# [SHORT EXERCISE]
Extract every one of the lines below verbatim, and leave the pictures out of your answer.

# [MATERIAL FOR THE TASK]

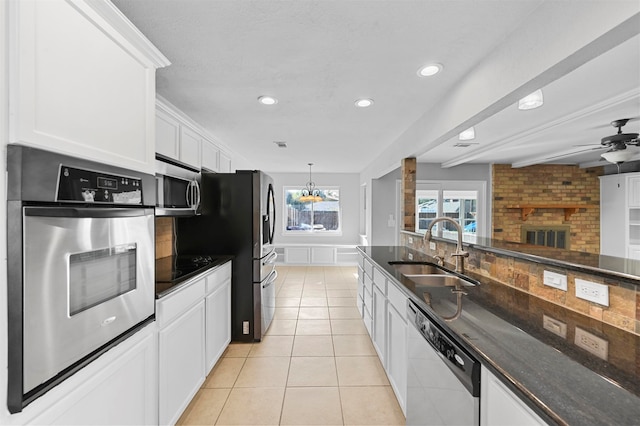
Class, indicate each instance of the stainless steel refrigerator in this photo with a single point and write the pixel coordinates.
(238, 219)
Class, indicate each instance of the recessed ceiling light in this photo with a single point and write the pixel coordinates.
(363, 103)
(429, 70)
(467, 135)
(531, 101)
(267, 100)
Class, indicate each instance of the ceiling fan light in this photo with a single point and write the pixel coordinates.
(364, 103)
(429, 70)
(468, 134)
(532, 101)
(267, 100)
(619, 156)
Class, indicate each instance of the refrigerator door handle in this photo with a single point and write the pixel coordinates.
(271, 279)
(271, 211)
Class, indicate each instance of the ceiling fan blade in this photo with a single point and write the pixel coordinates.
(609, 125)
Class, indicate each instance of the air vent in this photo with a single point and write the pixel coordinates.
(548, 236)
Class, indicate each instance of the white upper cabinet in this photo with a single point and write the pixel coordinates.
(85, 87)
(620, 215)
(224, 163)
(210, 156)
(167, 135)
(181, 139)
(190, 143)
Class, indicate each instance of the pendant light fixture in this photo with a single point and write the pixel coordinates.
(310, 193)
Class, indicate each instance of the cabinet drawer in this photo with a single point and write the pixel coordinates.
(397, 298)
(368, 268)
(218, 277)
(368, 299)
(380, 280)
(368, 284)
(368, 322)
(360, 304)
(171, 306)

# [RESULT FOR THIS EXERCISE]
Class, indicate each instance of the stainless steel refrigerator in this photo with a single point and write the pixel coordinates.
(238, 219)
Class, indicate each instance of the recessed ceiling light in this photo with a single point and write the pixel coordinates.
(363, 103)
(429, 70)
(467, 135)
(531, 101)
(267, 100)
Class, indicate each instance of the ceiling fan light in this photo with a single point and write the pixel coordinates.
(364, 103)
(429, 70)
(468, 134)
(532, 101)
(267, 100)
(619, 156)
Class, indicate each instance of the refrigerator door handle in this photo with a single point and write the pixel coordinates.
(271, 279)
(271, 211)
Class, indicate each instance of the ceiling fan blade in this photo with a single point and write the pixel coordinates.
(609, 125)
Class, indicate each instance of the air vent in this photo with a single point and write the pixel coordinates.
(548, 236)
Class, indicate each instance of the white upper cabinet in this photo with a single point and write the pixel coordinates.
(85, 87)
(620, 215)
(224, 163)
(210, 156)
(167, 135)
(181, 139)
(190, 143)
Class, indicate each instance of the pendant light fixture in this photo with a single point and write the pixel coordinates.
(310, 193)
Class, indicate each instance of the cabinet drawer in this photo with a single point and write the pixel coordinates.
(397, 298)
(368, 268)
(218, 277)
(368, 299)
(380, 280)
(368, 284)
(368, 322)
(360, 304)
(171, 306)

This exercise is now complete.